Exercise objective >> Show every line in the items below that contains the word "claw", copying each line in full.

Material for this task >>
-----

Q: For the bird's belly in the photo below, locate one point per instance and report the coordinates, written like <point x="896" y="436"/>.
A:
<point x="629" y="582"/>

-----

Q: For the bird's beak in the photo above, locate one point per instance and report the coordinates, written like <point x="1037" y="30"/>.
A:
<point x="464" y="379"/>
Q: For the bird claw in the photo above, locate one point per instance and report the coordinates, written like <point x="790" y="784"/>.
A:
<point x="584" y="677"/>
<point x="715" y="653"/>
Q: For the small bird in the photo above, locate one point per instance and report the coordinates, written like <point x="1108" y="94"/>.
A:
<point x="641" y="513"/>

-----

Correct response >>
Q: For the bird claw in the photo above, locate one point per instance and report the coordinates, written like <point x="790" y="784"/>.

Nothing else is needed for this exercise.